Texto proporcionado -
------

Ya se sabe que, sobre todo durante ese periodo ingrato conocido como adolescencia, la masturbación masculina actúa como una palanca que activa mundos imaginarios llenos de posibilidades e irrigados por un anhelo carnal que nunca acaba de materializarse. Podría decirse que Kiko Amat (Sant Boi de Llobregat, 1971), que lleva más de dos décadas dando guerra desde las trincheras de Anagrama, ha llevado esta experiencia universal a su máxima expresión en Dick o la tristeza del sexo, a la venta el próximo 22 de enero.

El protagonista de su séptima novela responde al nombre de Franki Prats y es, cómo no, un adolescente de extrarradio que, para sobrellevar sus frustraciones, ha inventado un superdotado alter ego llamado Dick Loveman. Y Dick vive aventuras sexuales tan hiperbólicas como grotescas y extravagantes, traducidas en un lenguaje florido, hiper adjetivado, que contrasta con la seca violencia de su novela precedente, Revancha, protagonizada por un skin nazi que llevaba su homosexualidad en secreto.

Si estas dos últimas novelas son opuestas en estilo, comparten alto contenido en sexo explícito, no precisamente excitante, muy superior al de sus primeras obras. En su primera entrevista sobre Dick o la tristeza del sexo, el escritor de 54 años explica que todo es una cuestión de pudor: «Así como tuve que sobrellevar y aprender a vencer el pudor de hablar de mis raíces, aunque no me costó tanto. Me ha sido un poco más difícil perder el pudor necesario para hablar de verdad, con verdad, del despertar sexual de un joven abandonado. Sin que sea desde luego nada biográfico, de la misma manera que tampoco soy un skinhead nazi gay».

------

Entradas de datos recopiladas
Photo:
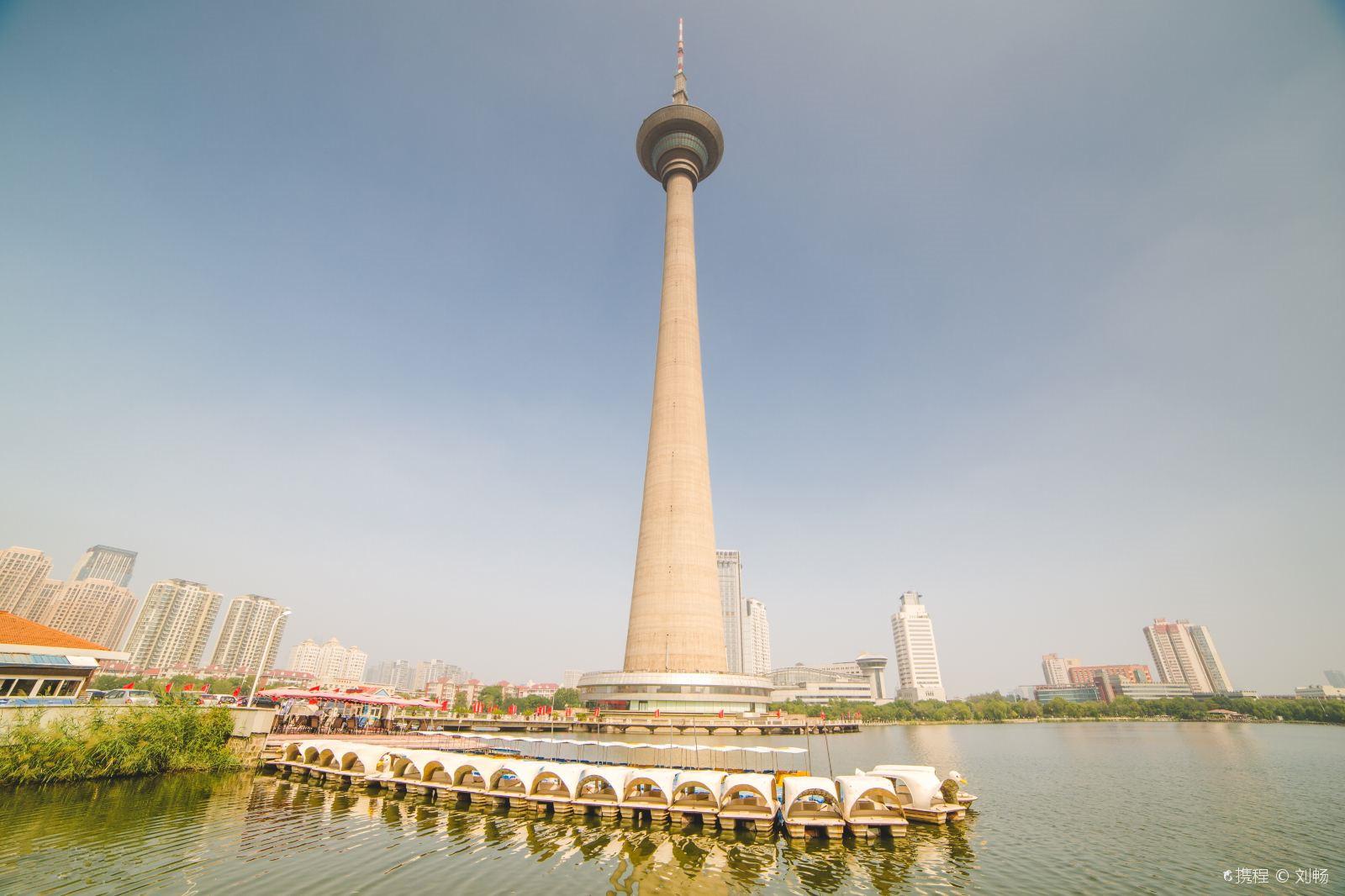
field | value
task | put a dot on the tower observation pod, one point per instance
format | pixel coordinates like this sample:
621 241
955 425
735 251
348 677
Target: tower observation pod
674 649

------

Responde a estas preguntas según el texto sobre la novela de Kiko Amat:
1. ¿Qué fecha de venta se indica para Dick o la tristeza del sexo?
2. ¿Cómo se llama el alter ego que inventa el protagonista?
3. ¿Cuántos años tiene el escritor?
Las entradas son un material independiente del texto.

Respuesta a la tarea -
1. El 22 de enero.
2. Dick Loveman.
3. 54 años.